私が住んでいるのは三大都市のひとつの都市なのだが、家は自営業で普通の家と比べたら多少大きい家で、近所でも有名だ。
特に祖父母の近所付き合いがかなりよく、バスに乗っていたり、すれ違うだけであいさつされたり、喋りかけられたりする。
私は国公立大の医学部看護学科の1年で、祖父母の友人、ご近所さんはほとんどの人が知っている。
ある日、大学が休講だったため昼過ぎにバスに乗っていた。
一人席に座り外を眺めていると、私が乗車したバス停の次のバス停(次のバス停も同じ学区)で50代のBBAが乗ってきた。
優先席は空いていたが、そのほかの席は空いていなかったため私の目の前にBBAが立った。
しばらくそのまま乗っていると、あるバス停で20代の若い女性が乗ってきた。
そのころには優先席も埋まり、立っている人も4.5人はいた。
当然その女性も吊革につかまりバスが発進した。
私はその女性のバッグにマタニティーマーク(おなかの中に赤ちゃんがいますと書かれたタグ)がついていることに気が付いた。
見た目はほとんどお腹は膨らんでいないため、ぱっと見では妊婦とはわからない。
妊婦に席を譲るのは当然だが、今普通に席を立てばBBAが座るのは目に見えていた。
そのため背負っていたリュックを座席に置いたまま立ち上がって女性のもとへ行き声をかけた。
私『すいません、あそこの席なんですけど、よければ座ってください』
女の人は最初はびっくりした顔をしたけど笑顔でありがとうと言った。
置いてあったリュックをどかし女性が座ると、私はBBAの横に立った。
するといきなりBBAが大声で怒り始めた。
BBA「あなた、この女性より私の方が歳がいってるの分かっててなんで私に譲らないのよ!!」
私も女性も目が点になった。
そして女性が気を使ってBBAに席を譲ろうと立ち上がるのでそれを制止するとさらに怒り始めるBBA。
BBA「どういうつもり!?なんて非常識な子なの!!あなた〇〇の家のお嬢さんね!!」
どうやら祖母の知り合いだったらしい。
私がそうですけど、と答えるとニヤリとした。
BBA「まさか〇〇のお嬢さんがこんな子だったなんて、とんだ恥さらしね。〇〇もかわいそうだわ。それにあなた△△大学の看護学生でしょ?大学にも言いつけてやる。看護学生がこんなことして許されるわけないものね」

写真に基づく指示表現データ
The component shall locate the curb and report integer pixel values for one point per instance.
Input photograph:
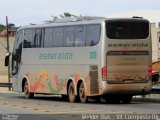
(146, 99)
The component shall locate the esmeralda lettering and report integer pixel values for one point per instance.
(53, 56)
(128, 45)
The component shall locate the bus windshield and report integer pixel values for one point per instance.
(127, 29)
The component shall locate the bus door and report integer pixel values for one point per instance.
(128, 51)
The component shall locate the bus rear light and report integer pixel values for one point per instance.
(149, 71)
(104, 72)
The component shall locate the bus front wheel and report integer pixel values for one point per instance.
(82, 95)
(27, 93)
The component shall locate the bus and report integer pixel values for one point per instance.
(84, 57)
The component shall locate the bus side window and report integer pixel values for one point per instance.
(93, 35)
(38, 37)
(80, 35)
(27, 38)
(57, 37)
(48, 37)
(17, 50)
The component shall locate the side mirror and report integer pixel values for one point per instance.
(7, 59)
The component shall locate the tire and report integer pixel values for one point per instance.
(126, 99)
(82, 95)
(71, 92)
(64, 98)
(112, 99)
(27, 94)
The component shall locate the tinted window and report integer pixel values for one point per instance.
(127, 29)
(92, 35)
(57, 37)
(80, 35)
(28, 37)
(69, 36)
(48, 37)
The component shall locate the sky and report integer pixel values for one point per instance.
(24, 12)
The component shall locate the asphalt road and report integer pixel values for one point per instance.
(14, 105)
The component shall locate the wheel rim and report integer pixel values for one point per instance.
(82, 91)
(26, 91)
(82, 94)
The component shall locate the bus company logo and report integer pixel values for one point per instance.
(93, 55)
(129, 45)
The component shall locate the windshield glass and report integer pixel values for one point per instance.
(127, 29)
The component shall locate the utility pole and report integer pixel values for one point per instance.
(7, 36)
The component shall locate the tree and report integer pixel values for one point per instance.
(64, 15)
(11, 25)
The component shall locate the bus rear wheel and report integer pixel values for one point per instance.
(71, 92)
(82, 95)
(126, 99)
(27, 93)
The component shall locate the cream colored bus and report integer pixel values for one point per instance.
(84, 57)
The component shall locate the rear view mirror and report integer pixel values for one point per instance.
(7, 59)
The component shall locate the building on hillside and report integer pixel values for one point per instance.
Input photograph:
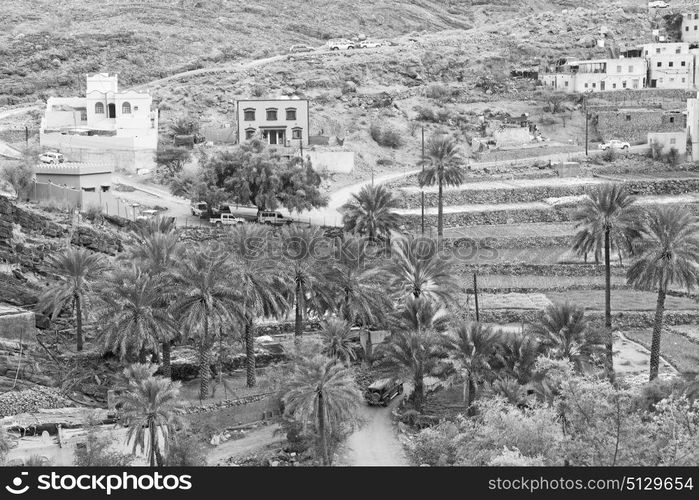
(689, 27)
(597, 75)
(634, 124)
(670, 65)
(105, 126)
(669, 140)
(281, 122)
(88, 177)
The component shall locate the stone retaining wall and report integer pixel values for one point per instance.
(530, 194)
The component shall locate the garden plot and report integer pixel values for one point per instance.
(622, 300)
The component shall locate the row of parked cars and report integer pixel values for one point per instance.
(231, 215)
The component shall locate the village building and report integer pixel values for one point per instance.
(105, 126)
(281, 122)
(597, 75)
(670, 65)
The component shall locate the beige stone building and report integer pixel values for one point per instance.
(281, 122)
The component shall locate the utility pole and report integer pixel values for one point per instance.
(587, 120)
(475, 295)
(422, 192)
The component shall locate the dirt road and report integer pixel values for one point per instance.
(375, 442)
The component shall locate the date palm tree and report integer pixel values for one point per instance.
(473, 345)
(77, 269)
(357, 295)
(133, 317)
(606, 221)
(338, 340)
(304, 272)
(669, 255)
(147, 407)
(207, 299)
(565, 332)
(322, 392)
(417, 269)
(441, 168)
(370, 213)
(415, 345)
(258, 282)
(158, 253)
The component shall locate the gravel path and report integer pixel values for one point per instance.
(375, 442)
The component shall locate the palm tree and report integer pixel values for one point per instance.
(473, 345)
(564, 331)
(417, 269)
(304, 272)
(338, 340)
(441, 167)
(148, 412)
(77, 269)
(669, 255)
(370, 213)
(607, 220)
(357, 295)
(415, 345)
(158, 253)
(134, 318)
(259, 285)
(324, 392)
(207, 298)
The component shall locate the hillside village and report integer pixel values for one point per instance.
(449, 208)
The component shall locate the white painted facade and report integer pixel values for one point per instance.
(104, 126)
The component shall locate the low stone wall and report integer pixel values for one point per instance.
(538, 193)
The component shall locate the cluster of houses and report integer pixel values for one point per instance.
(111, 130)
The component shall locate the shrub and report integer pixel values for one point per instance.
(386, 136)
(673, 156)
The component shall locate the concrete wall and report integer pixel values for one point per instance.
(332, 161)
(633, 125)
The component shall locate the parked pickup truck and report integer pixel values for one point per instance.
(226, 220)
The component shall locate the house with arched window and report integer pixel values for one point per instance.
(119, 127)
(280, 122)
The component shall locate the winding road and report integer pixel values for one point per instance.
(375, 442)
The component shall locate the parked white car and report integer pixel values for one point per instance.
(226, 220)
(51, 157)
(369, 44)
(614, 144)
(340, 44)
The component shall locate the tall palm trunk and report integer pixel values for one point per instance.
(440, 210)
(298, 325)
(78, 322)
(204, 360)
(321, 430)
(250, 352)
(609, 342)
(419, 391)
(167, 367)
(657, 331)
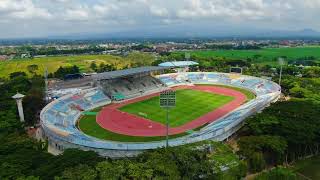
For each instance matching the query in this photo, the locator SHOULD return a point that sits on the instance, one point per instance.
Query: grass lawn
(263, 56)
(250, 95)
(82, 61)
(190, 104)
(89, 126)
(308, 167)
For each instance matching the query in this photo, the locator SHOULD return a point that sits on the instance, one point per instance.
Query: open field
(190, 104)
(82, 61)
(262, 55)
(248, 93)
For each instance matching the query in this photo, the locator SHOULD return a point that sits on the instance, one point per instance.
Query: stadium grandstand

問題:
ページ抜粋の内容を2文で要約してください。 このリストは本課題では使用いたしません。

解答結果:
語り手は休講の日に乗ったバスで、20代の女性のバッグにマタニティーマークが付いていることに気付きました。50代の女性に座られないようリュックを座席に置いたまま立ち上がってその妊婦に席を譲ると、50代の女性は自分の方が年上なのになぜ譲らないのかと大声で怒り出し、祖母の知り合いらしいその女性は語り手を〇〇の家の者で△△大学の看護学生だと言い、大学にも言いつけてやると告げました。